> [Given information]:

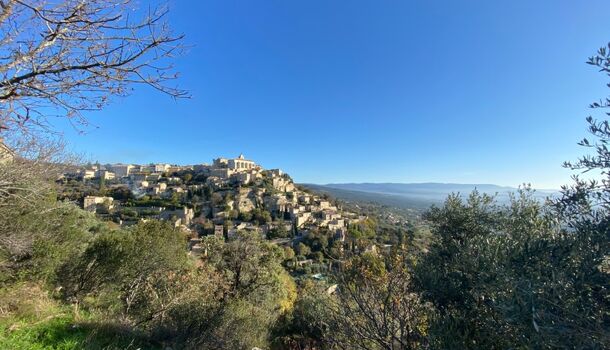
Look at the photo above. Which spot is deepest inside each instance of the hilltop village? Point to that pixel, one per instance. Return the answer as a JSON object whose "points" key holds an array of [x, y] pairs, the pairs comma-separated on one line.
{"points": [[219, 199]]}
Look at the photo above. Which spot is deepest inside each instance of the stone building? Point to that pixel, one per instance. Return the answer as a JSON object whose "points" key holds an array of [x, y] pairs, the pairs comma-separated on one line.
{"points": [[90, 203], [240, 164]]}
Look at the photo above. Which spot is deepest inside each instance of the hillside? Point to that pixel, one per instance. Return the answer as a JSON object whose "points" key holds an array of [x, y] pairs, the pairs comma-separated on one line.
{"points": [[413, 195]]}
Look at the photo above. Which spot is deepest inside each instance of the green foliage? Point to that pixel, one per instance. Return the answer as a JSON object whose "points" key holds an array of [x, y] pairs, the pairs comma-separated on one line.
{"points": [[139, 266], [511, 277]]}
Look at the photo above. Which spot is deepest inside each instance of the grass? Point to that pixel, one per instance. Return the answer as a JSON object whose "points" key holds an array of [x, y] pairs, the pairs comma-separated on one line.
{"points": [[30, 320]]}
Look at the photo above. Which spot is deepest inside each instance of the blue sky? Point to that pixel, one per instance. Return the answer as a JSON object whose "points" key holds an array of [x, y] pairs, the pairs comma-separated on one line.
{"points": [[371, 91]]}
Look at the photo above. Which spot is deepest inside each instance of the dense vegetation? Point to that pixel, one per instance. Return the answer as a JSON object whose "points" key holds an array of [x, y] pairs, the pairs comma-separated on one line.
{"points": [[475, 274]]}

> [Required work]:
Reproduce the data word for word, everything from the line containing "of the grass?" down to the very end of the data, including both of those ends.

> [Exercise answer]:
Look at the photo above. Which spot is deepest inside each instance of the grass? Point to that pixel, one per instance. Return the answer as a JSON object whose "points" key holds an array of [x, y] pairs, the pairs comma-separated on one line.
{"points": [[30, 320]]}
Look at the photo above. Which spot is deepest inside each instance of the blue sky? Point to that pixel, one per instance. Return the answer as a JSON object whose "points" key holds an array of [x, y] pairs, the pairs comma-separated on one line.
{"points": [[371, 91]]}
Look at the photo above. Which spot is deepest inside each instance of the dense vegetation? Point to that pixel, one per instance. Return the answer as a JSON object whose "points" key holds an array of [x, y] pairs, the pairs comma-separated on one line.
{"points": [[475, 274]]}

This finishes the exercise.